#### Dataset content
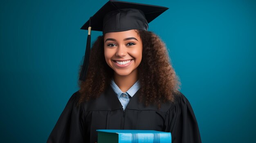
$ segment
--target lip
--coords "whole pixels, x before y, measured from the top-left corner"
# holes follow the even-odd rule
[[[132,64],[132,62],[133,62],[133,60],[134,60],[134,59],[130,59],[131,62],[130,62],[128,64],[123,64],[123,65],[120,65],[117,63],[115,62],[115,61],[112,60],[112,62],[114,63],[114,65],[115,65],[116,66],[117,66],[119,68],[126,68],[127,67],[128,67],[128,66],[130,66],[131,64]],[[128,59],[129,60],[129,59]],[[127,60],[126,60],[125,61],[123,61],[123,60],[117,60],[118,61],[127,61]]]
[[[121,61],[121,62],[123,62],[123,61],[128,61],[128,60],[132,60],[132,59],[113,59],[113,61]]]

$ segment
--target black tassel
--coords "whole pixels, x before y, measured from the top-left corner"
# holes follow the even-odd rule
[[[87,36],[87,42],[86,42],[86,49],[83,59],[83,68],[81,71],[80,77],[79,80],[84,81],[87,74],[88,68],[89,68],[89,58],[90,51],[91,50],[91,18],[90,19],[89,27],[88,28],[88,36]]]

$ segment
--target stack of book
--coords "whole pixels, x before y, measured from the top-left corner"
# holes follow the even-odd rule
[[[148,130],[98,130],[98,143],[170,143],[170,132]]]

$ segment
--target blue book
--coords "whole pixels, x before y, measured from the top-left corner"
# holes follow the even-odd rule
[[[149,130],[98,130],[98,143],[171,143],[170,132]]]

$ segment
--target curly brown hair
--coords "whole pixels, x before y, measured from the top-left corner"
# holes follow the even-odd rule
[[[146,106],[155,104],[160,108],[162,102],[173,101],[180,82],[164,43],[152,32],[136,31],[143,45],[142,58],[137,68],[141,86],[139,100]],[[113,70],[105,59],[103,36],[98,37],[90,54],[85,79],[79,81],[81,95],[79,104],[99,97],[109,85],[113,75]]]

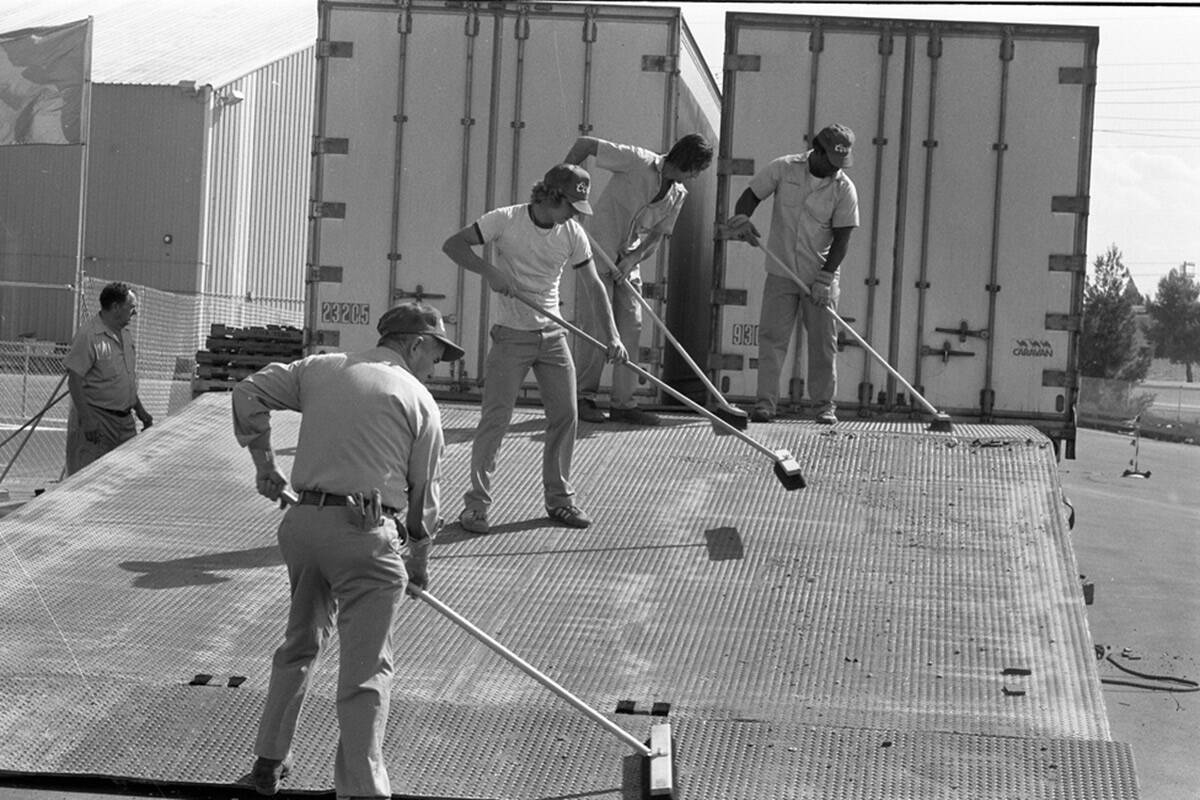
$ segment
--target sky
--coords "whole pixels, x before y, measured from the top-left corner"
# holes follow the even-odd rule
[[[1200,264],[1200,6],[1087,4],[664,2],[720,72],[725,12],[954,19],[1099,28],[1087,261],[1110,245],[1153,296]],[[718,76],[720,80],[720,76]]]

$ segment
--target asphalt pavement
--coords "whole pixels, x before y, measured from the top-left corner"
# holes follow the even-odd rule
[[[1079,570],[1094,587],[1093,642],[1140,673],[1200,680],[1200,446],[1144,438],[1134,449],[1130,437],[1080,431],[1075,455],[1060,475]],[[1108,661],[1099,672],[1187,688]],[[1133,747],[1141,800],[1200,796],[1200,692],[1105,684],[1104,700],[1112,739]]]

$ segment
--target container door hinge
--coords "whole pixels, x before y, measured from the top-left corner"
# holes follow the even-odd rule
[[[354,42],[330,42],[329,40],[319,40],[317,42],[317,58],[318,59],[353,59],[354,58]]]
[[[749,302],[745,289],[713,289],[714,306],[744,306]]]
[[[1060,84],[1086,84],[1096,83],[1096,67],[1058,67]]]
[[[418,283],[416,288],[413,289],[412,291],[409,291],[408,289],[403,289],[403,288],[396,288],[391,293],[391,299],[392,300],[418,300],[418,301],[422,301],[426,297],[431,297],[433,300],[445,300],[446,299],[446,296],[444,294],[436,294],[433,291],[426,291],[425,287],[422,287],[420,283]]]
[[[319,203],[313,201],[308,209],[308,217],[312,219],[344,219],[344,203]]]
[[[714,372],[742,372],[745,356],[740,353],[709,353],[708,368]]]
[[[342,341],[341,331],[312,331],[308,338],[311,347],[338,347]]]
[[[349,139],[326,136],[313,137],[312,155],[314,156],[346,156],[349,152]]]
[[[718,175],[754,175],[754,158],[720,158]]]
[[[640,347],[637,348],[638,363],[662,363],[662,348]]]
[[[942,363],[948,362],[952,356],[974,355],[974,353],[971,353],[970,350],[955,350],[955,349],[953,349],[950,347],[949,339],[947,339],[946,342],[942,342],[942,347],[940,347],[940,348],[934,348],[934,347],[929,347],[928,344],[922,344],[920,345],[920,354],[923,356],[936,355],[938,359],[942,360]]]
[[[750,55],[743,53],[726,53],[725,54],[725,71],[726,72],[761,72],[762,71],[762,56]]]
[[[1074,253],[1050,253],[1051,272],[1079,272],[1087,271],[1087,257]]]
[[[1070,194],[1057,194],[1050,198],[1050,210],[1055,213],[1087,213],[1091,198],[1074,197]]]
[[[642,72],[678,72],[679,59],[674,55],[643,55]]]
[[[1078,331],[1080,329],[1079,314],[1046,314],[1048,331]]]
[[[308,267],[308,283],[341,283],[342,267],[317,264]]]
[[[988,329],[971,330],[965,319],[959,323],[958,327],[935,327],[934,330],[938,333],[954,333],[959,337],[959,342],[966,342],[968,336],[977,339],[986,339],[990,336]]]

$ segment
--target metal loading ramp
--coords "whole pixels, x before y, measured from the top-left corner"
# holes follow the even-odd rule
[[[478,416],[443,405],[448,519]],[[229,419],[202,396],[0,521],[0,772],[247,772],[287,579]],[[494,533],[448,525],[431,589],[635,736],[668,704],[680,798],[1136,798],[1039,433],[751,426],[804,465],[786,492],[664,419],[581,426],[581,531],[544,517],[541,410],[518,409]],[[298,420],[275,415],[284,462]],[[640,796],[625,745],[418,601],[396,667],[397,795]],[[332,786],[335,678],[323,657],[284,790]]]

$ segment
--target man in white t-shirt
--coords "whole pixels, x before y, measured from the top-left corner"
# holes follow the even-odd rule
[[[583,136],[575,140],[564,161],[582,164],[588,157],[595,160],[596,167],[612,173],[596,200],[596,212],[588,223],[588,231],[608,257],[599,258],[599,263],[612,263],[618,270],[616,273],[601,270],[601,279],[612,291],[612,313],[620,341],[630,357],[636,360],[642,336],[642,306],[624,278],[628,277],[634,291],[641,294],[638,265],[650,258],[665,239],[670,239],[688,199],[685,184],[713,163],[713,145],[698,133],[689,133],[676,142],[666,155],[661,155],[635,145]],[[599,336],[599,319],[582,313],[580,325]],[[604,413],[595,402],[604,359],[598,350],[577,350],[577,354],[580,419],[604,422]],[[608,417],[631,425],[658,425],[655,414],[637,408],[634,380],[630,369],[613,371]]]
[[[592,213],[588,190],[592,178],[574,164],[558,164],[533,187],[530,201],[494,209],[446,239],[443,252],[454,261],[487,281],[499,294],[492,325],[492,347],[487,353],[486,380],[479,427],[470,451],[470,491],[463,497],[466,509],[458,517],[464,530],[491,533],[492,476],[496,456],[512,419],[526,373],[533,368],[546,410],[546,441],[542,451],[542,491],[551,519],[572,528],[587,528],[592,519],[575,504],[571,486],[571,456],[578,415],[575,407],[575,362],[566,343],[566,331],[550,317],[514,296],[540,305],[558,315],[558,284],[563,269],[576,277],[593,312],[605,323],[606,356],[626,359],[617,333],[612,306],[592,263],[592,247],[576,213]],[[496,264],[475,254],[474,248],[492,245]]]

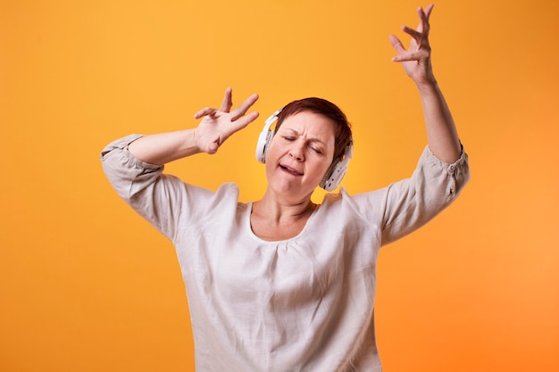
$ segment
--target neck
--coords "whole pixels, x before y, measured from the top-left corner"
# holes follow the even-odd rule
[[[269,223],[281,224],[301,219],[306,219],[317,205],[310,195],[304,200],[292,202],[278,200],[266,193],[262,200],[253,203],[253,213],[267,219]]]

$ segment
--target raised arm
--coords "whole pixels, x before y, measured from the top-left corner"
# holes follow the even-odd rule
[[[219,110],[206,107],[194,115],[195,119],[203,118],[196,128],[142,136],[128,149],[138,159],[152,164],[165,164],[199,153],[215,153],[229,136],[258,117],[255,112],[246,114],[257,99],[257,95],[252,95],[231,111],[232,91],[227,88]]]
[[[460,158],[462,147],[450,110],[433,75],[431,48],[429,44],[429,19],[432,10],[433,4],[424,10],[418,8],[420,21],[417,29],[402,27],[402,30],[412,37],[407,50],[398,37],[390,35],[390,43],[398,54],[392,61],[402,63],[404,70],[418,87],[430,149],[438,159],[451,163]]]

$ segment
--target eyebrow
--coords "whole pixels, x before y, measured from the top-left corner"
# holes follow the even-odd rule
[[[287,131],[289,131],[289,132],[291,132],[291,133],[293,133],[293,134],[296,134],[296,135],[297,135],[297,136],[300,136],[300,133],[299,133],[298,131],[296,131],[296,130],[295,130],[295,129],[293,129],[293,128],[286,128],[286,130],[287,130]],[[324,141],[322,141],[321,139],[319,139],[319,138],[317,138],[317,137],[307,137],[307,140],[309,140],[309,141],[311,141],[311,142],[318,142],[318,143],[321,143],[321,144],[322,144],[322,145],[326,145],[326,144],[324,143]]]

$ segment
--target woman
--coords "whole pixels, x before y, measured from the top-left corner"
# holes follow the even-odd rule
[[[102,153],[119,194],[174,244],[187,287],[199,371],[380,371],[374,335],[379,249],[449,205],[468,180],[467,156],[433,77],[428,41],[432,10],[419,8],[405,50],[390,41],[415,82],[429,146],[412,178],[350,196],[328,194],[351,156],[346,116],[328,101],[296,101],[259,143],[268,187],[254,203],[225,184],[216,192],[163,174],[163,164],[214,153],[254,121],[257,95],[232,110],[205,108],[194,129],[130,136]],[[275,117],[272,118],[273,120]],[[334,174],[334,176],[332,176]],[[338,174],[338,176],[336,175]],[[334,185],[335,186],[335,185]]]

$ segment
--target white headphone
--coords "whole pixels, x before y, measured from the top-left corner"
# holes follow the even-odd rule
[[[271,144],[271,139],[275,134],[275,130],[271,130],[271,125],[278,120],[278,115],[281,112],[281,109],[272,113],[264,123],[264,128],[258,136],[258,143],[256,144],[256,160],[260,162],[266,162],[266,154],[268,148]],[[347,165],[349,160],[354,156],[354,141],[349,139],[349,144],[346,146],[345,155],[342,159],[336,159],[326,171],[324,178],[320,183],[320,186],[326,191],[332,191],[340,184],[344,176],[347,172]]]

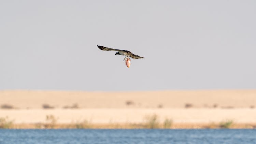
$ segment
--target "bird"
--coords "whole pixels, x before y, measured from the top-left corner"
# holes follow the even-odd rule
[[[114,49],[113,48],[110,48],[109,47],[105,47],[105,46],[100,46],[97,45],[99,49],[102,51],[117,51],[115,55],[119,55],[122,56],[125,56],[125,59],[124,60],[125,60],[126,59],[129,58],[130,57],[132,58],[133,59],[137,59],[139,58],[144,58],[143,57],[140,57],[138,55],[134,55],[131,53],[131,52],[127,50],[120,50],[120,49]]]

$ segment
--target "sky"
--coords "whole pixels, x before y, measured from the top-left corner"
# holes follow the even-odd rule
[[[254,0],[0,1],[0,90],[256,88]],[[131,59],[102,45],[144,57]]]

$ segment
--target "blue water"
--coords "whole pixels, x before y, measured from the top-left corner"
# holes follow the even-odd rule
[[[256,144],[253,129],[0,129],[0,144]]]

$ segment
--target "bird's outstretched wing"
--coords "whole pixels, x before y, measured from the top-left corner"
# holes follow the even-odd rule
[[[101,49],[102,51],[115,51],[118,52],[121,51],[121,50],[120,49],[114,49],[113,48],[105,47],[105,46],[100,46],[98,45],[97,45],[97,46],[98,46],[98,47],[99,47],[99,49]]]
[[[130,54],[129,54],[130,57],[131,57],[134,59],[138,58],[144,58],[143,57],[140,57],[138,55],[134,55],[131,53]]]

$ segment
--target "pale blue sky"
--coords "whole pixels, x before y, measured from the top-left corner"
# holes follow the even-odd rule
[[[256,88],[256,1],[0,1],[0,90]],[[145,57],[131,60],[97,45]]]

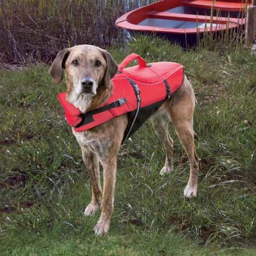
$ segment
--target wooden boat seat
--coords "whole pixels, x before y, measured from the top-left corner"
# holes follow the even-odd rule
[[[238,19],[232,18],[225,17],[211,17],[210,16],[198,15],[195,14],[177,14],[174,12],[167,12],[161,11],[152,11],[148,16],[149,18],[151,19],[170,19],[176,20],[185,20],[187,22],[218,22],[221,23],[225,23],[227,22],[237,23]]]
[[[213,2],[207,0],[185,0],[182,2],[184,6],[211,9],[214,6],[214,9],[220,9],[223,11],[240,11],[244,10],[246,6],[250,5],[241,2],[232,2],[216,1]]]

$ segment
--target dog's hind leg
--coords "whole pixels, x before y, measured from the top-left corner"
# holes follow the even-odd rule
[[[172,157],[173,155],[173,140],[168,131],[168,114],[164,109],[160,109],[153,116],[152,123],[154,130],[162,142],[165,150],[165,163],[160,174],[164,175],[172,171]]]
[[[99,160],[89,148],[82,147],[83,159],[87,167],[92,184],[92,200],[84,211],[85,216],[93,215],[101,203],[102,189],[100,185]]]
[[[199,159],[194,144],[193,116],[195,106],[195,97],[192,87],[185,80],[177,97],[168,105],[175,130],[189,160],[190,172],[189,180],[184,190],[184,195],[191,197],[197,195]]]

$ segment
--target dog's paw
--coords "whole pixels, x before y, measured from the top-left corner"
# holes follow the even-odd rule
[[[97,225],[93,228],[94,233],[97,236],[104,236],[108,232],[109,227],[109,221],[100,220],[97,223]]]
[[[187,185],[184,189],[184,197],[190,198],[197,196],[197,186],[192,186]]]
[[[160,170],[160,175],[165,175],[172,172],[172,168],[169,166],[165,166]]]
[[[91,203],[87,206],[84,211],[84,216],[93,216],[99,209],[100,204],[98,203]]]

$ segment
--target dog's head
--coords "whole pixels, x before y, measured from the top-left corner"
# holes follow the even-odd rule
[[[110,88],[118,66],[105,50],[93,45],[76,45],[61,50],[50,69],[54,82],[59,83],[66,70],[67,93],[93,96],[100,86]]]

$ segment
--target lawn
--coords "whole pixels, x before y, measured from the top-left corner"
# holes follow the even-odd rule
[[[189,163],[173,127],[174,171],[146,123],[121,148],[110,231],[85,218],[91,185],[49,67],[0,71],[1,255],[256,255],[256,54],[216,46],[184,52],[140,37],[110,50],[185,67],[197,97],[198,197],[185,198]]]

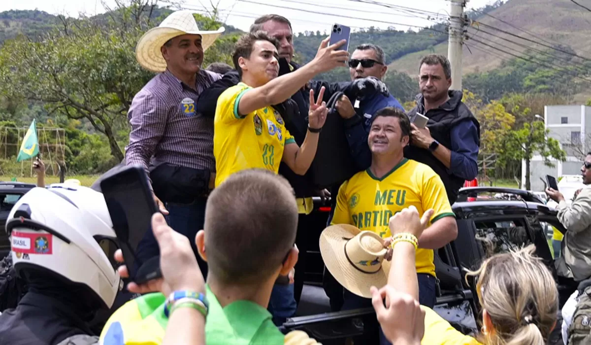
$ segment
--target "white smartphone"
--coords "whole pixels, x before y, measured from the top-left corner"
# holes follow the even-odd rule
[[[424,128],[425,126],[427,125],[427,122],[429,121],[429,118],[426,116],[417,112],[414,117],[414,119],[413,120],[413,123],[414,125],[417,126],[420,128]]]

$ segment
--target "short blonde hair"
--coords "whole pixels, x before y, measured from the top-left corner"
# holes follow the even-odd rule
[[[478,277],[479,301],[494,326],[482,335],[486,344],[546,343],[557,317],[558,289],[535,250],[531,245],[494,255],[468,273]]]

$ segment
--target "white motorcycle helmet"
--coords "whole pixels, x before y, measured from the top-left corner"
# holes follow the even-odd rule
[[[15,204],[7,220],[17,272],[42,269],[88,288],[109,308],[119,273],[100,241],[115,231],[101,193],[72,183],[35,188]]]

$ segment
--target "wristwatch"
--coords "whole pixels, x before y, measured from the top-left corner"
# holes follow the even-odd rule
[[[437,141],[435,139],[433,139],[433,142],[431,143],[430,145],[429,145],[429,151],[430,152],[433,152],[433,151],[437,150],[437,147],[439,147],[439,141]]]

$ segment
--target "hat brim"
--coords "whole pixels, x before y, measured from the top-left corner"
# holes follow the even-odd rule
[[[361,233],[349,224],[330,225],[320,235],[320,254],[324,265],[339,283],[351,292],[366,298],[371,298],[369,288],[378,289],[388,283],[390,263],[384,260],[382,267],[375,273],[366,273],[353,267],[345,254],[345,244]]]
[[[160,48],[168,40],[185,34],[200,35],[201,46],[204,52],[225,31],[223,27],[216,31],[183,31],[166,27],[155,27],[148,30],[135,46],[135,59],[144,68],[154,72],[164,72],[166,60]]]

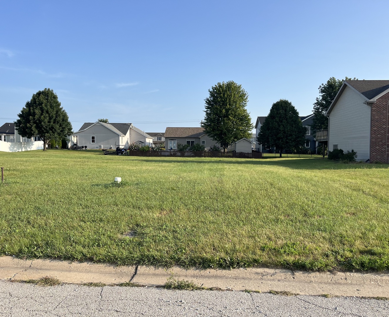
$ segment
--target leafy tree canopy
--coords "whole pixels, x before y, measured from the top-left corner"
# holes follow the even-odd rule
[[[52,89],[46,88],[34,94],[18,116],[15,128],[19,134],[25,137],[39,136],[44,151],[51,139],[61,139],[73,133],[68,114]]]
[[[232,81],[218,82],[208,92],[202,123],[205,133],[220,142],[224,152],[233,142],[249,139],[253,126],[246,109],[249,95],[242,85]]]
[[[279,150],[281,157],[283,150],[297,148],[303,144],[306,133],[292,103],[280,99],[272,106],[257,139],[259,144],[268,144]]]
[[[311,125],[314,134],[316,130],[328,128],[328,119],[325,115],[327,109],[329,108],[333,100],[335,99],[339,88],[345,81],[357,81],[355,77],[354,79],[346,77],[344,79],[337,79],[331,77],[325,84],[322,84],[319,88],[319,96],[316,98],[316,102],[314,103],[313,123]]]

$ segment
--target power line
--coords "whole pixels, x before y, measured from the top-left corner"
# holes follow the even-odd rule
[[[18,118],[0,118],[0,120],[16,120]],[[186,122],[198,122],[201,121],[202,119],[194,119],[192,120],[170,120],[170,121],[133,121],[132,123],[143,123],[144,124],[152,124],[152,123],[180,123]],[[69,119],[69,121],[72,122],[95,122],[94,120],[72,120]],[[127,123],[128,121],[116,121],[116,123]]]

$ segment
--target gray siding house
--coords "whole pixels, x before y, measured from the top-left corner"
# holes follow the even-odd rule
[[[166,128],[165,133],[165,147],[166,150],[177,149],[177,144],[193,145],[200,143],[205,145],[205,149],[209,149],[209,147],[217,144],[216,141],[209,137],[204,132],[202,128]]]
[[[328,150],[389,163],[389,80],[345,81],[327,110]]]
[[[315,115],[313,114],[310,114],[308,116],[306,116],[304,117],[300,117],[300,119],[301,120],[303,125],[307,129],[307,133],[305,135],[306,141],[304,144],[301,144],[306,149],[310,150],[312,152],[315,152],[317,147],[317,142],[314,137],[313,131],[311,130],[310,125],[313,123],[313,120]],[[261,131],[261,127],[263,124],[263,122],[266,119],[266,117],[258,117],[257,121],[255,123],[256,135],[258,137],[258,134]],[[258,142],[256,142],[255,149],[259,152],[266,152],[271,150],[274,150],[274,149],[270,149],[270,147],[266,147],[265,148],[265,146],[262,146],[262,144],[258,144]]]
[[[115,149],[126,147],[132,142],[151,146],[152,138],[132,123],[88,122],[70,136],[70,145],[88,149]]]

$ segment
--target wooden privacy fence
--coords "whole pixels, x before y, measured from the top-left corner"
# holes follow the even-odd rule
[[[130,156],[174,157],[188,158],[262,158],[261,152],[213,152],[212,151],[141,151],[129,150]]]

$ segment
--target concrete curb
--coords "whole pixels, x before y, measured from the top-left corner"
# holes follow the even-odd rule
[[[149,286],[163,285],[172,277],[193,281],[205,287],[224,290],[263,292],[271,290],[303,295],[389,297],[389,274],[387,273],[293,272],[288,270],[254,268],[185,270],[178,266],[163,269],[0,257],[0,279],[26,280],[46,276],[56,277],[65,283],[100,282],[117,284],[131,280],[133,283]]]

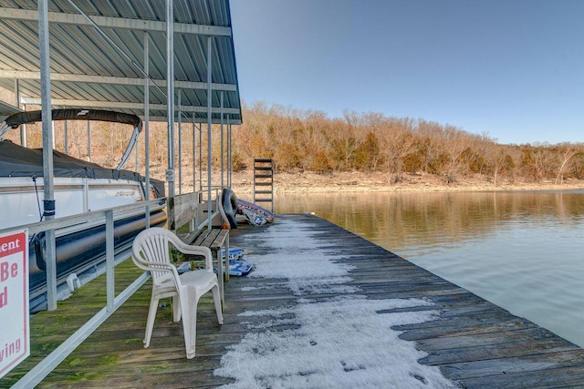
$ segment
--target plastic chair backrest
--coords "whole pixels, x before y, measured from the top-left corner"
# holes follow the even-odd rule
[[[169,286],[173,282],[179,289],[181,281],[176,268],[171,263],[170,243],[177,244],[178,238],[172,231],[152,227],[140,232],[132,245],[132,261],[139,268],[150,271],[152,282],[157,286]]]

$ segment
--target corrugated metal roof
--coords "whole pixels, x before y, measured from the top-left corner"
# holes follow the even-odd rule
[[[53,107],[99,107],[142,116],[141,68],[147,32],[149,75],[160,87],[150,88],[151,120],[166,120],[165,4],[49,0]],[[213,36],[213,119],[220,120],[223,93],[224,113],[230,123],[241,123],[229,0],[173,0],[173,5],[174,87],[181,93],[182,112],[195,121],[207,120],[207,37]],[[26,104],[40,101],[36,7],[36,1],[0,0],[0,87],[14,91],[17,79],[21,101]]]

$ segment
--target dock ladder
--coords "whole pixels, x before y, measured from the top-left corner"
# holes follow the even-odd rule
[[[269,202],[271,211],[274,212],[274,161],[272,159],[254,159],[254,202],[256,204]]]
########
# Work required
Collect each line from the items above that contains the string "blue", treating uppercase and lowercase as different.

# Task answer
--target blue book
--target "blue water"
--target "pale blue sky"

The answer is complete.